→ **Records for this task**
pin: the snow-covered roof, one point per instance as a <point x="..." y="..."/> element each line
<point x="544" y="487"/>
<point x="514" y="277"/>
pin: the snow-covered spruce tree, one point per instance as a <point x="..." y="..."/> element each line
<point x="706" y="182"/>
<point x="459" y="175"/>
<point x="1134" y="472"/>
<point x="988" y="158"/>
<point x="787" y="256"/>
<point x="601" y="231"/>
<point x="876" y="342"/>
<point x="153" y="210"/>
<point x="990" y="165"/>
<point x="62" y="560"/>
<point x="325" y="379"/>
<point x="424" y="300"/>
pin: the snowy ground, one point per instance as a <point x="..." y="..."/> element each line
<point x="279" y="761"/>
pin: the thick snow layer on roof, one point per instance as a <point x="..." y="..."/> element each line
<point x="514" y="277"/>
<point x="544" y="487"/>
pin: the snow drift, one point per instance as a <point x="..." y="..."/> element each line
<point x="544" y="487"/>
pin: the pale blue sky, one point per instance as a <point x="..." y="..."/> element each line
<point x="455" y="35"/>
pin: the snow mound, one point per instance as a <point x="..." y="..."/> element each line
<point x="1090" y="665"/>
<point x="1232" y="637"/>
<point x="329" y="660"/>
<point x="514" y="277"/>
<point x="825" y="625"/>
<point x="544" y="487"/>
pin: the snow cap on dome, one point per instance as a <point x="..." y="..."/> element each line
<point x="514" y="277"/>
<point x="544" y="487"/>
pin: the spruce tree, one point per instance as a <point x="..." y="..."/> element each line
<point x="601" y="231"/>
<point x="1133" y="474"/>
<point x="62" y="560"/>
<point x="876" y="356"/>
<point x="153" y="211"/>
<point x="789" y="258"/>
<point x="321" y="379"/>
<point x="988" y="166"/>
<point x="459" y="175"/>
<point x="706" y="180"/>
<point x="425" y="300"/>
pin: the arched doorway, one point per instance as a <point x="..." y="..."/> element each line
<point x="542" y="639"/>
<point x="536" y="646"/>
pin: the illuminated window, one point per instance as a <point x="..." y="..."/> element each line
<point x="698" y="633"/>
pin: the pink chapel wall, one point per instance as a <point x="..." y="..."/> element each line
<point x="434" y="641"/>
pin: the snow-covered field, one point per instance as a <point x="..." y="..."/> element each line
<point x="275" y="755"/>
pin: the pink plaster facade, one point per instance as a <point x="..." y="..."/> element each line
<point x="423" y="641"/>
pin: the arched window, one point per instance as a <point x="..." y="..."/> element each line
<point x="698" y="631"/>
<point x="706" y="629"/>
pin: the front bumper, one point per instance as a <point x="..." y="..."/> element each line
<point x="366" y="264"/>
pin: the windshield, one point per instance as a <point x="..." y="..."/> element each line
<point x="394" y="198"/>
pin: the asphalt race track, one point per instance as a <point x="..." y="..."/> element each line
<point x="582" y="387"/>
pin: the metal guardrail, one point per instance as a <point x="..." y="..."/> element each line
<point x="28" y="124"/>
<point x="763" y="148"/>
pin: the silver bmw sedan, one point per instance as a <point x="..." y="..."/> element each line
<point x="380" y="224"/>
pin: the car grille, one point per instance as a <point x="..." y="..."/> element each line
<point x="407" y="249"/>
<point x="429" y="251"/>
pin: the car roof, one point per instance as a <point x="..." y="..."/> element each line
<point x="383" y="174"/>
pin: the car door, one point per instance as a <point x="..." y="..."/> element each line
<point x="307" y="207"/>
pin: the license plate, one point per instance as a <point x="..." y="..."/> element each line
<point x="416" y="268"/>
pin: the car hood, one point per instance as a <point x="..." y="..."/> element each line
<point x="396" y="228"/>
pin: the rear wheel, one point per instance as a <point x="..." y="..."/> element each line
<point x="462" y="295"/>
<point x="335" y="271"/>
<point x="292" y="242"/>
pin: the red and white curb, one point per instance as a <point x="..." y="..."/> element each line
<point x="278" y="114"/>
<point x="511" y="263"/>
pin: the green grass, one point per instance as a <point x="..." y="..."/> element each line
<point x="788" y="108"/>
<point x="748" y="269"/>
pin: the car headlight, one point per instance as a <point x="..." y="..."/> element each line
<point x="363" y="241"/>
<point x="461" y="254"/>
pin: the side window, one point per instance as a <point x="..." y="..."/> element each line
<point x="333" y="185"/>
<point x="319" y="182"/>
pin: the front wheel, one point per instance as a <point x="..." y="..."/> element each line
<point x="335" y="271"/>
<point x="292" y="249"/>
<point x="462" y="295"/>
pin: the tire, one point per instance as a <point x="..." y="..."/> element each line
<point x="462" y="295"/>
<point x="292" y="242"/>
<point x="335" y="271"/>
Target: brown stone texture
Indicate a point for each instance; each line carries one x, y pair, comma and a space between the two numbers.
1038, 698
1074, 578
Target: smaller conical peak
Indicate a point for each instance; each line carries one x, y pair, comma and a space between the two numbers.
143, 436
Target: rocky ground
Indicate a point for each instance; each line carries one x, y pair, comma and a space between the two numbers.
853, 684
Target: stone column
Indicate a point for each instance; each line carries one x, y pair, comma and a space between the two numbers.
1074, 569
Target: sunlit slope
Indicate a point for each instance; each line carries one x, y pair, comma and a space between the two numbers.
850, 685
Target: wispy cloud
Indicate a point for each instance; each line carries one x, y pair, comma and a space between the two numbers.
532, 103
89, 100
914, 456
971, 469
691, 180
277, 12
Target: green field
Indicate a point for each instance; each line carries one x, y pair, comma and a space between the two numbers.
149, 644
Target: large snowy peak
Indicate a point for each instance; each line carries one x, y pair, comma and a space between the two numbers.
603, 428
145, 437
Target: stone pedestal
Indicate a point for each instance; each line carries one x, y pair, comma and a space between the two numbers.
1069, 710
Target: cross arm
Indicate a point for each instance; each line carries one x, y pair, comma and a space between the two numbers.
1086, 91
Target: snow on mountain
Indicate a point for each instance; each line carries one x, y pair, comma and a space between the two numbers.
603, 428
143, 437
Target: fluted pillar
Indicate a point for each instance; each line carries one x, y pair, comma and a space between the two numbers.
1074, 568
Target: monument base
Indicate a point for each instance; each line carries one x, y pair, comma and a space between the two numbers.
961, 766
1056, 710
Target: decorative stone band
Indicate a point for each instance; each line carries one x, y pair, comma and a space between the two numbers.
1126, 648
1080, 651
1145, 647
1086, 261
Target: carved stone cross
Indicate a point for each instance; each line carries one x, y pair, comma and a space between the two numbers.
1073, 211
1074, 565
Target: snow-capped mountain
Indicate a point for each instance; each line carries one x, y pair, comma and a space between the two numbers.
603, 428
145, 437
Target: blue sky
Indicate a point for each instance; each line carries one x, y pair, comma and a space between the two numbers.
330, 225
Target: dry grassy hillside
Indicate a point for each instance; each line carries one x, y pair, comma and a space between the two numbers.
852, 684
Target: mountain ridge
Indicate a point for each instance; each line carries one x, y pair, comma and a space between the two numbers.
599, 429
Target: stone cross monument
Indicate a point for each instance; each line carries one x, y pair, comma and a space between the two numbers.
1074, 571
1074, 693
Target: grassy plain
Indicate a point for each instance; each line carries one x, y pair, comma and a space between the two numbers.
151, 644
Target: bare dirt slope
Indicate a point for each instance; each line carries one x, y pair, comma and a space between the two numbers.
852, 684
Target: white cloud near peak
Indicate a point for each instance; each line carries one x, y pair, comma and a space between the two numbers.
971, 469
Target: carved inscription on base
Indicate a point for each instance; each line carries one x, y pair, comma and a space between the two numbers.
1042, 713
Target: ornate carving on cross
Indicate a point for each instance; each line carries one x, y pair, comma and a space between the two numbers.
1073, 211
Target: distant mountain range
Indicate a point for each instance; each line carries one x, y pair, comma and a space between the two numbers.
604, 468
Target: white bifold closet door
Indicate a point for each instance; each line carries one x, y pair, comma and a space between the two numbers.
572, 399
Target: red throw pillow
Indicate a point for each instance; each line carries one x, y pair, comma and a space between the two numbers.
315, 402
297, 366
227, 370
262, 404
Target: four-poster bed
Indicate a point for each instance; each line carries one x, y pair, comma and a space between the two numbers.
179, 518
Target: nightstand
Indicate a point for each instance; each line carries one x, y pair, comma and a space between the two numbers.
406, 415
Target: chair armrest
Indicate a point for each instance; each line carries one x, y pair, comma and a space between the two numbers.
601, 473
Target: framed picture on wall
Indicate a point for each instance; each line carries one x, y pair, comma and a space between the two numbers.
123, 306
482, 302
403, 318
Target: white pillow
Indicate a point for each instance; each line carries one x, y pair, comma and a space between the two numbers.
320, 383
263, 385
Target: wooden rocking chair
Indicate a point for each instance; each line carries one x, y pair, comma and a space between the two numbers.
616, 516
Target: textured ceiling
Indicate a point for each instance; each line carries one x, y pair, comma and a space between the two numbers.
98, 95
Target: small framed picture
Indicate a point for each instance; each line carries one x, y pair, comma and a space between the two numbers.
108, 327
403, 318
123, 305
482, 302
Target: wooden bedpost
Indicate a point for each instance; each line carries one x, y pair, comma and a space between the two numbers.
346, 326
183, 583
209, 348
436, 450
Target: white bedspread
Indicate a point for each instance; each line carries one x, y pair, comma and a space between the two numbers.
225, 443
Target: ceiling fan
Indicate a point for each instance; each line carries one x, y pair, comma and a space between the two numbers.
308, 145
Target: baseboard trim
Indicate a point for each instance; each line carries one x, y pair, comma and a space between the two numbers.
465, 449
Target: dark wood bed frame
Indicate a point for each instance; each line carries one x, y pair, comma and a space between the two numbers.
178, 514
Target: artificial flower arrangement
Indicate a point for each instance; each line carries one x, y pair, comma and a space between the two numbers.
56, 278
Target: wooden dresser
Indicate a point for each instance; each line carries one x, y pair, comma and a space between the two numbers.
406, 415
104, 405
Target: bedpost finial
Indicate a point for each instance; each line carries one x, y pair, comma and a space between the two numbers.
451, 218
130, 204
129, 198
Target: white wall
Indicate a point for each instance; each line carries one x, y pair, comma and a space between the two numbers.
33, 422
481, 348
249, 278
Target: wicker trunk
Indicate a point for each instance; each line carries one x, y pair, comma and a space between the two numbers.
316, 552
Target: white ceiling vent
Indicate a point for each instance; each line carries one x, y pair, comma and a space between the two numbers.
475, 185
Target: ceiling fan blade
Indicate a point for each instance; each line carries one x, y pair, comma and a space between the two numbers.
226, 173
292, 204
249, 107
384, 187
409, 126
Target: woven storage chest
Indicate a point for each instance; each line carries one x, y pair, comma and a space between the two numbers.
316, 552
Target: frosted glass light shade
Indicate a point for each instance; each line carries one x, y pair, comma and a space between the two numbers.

→ **Your goal**
The lines to return are those in the material above that hold "chair".

→ **Response**
Target: chair armrest
Target: wooden rocking chair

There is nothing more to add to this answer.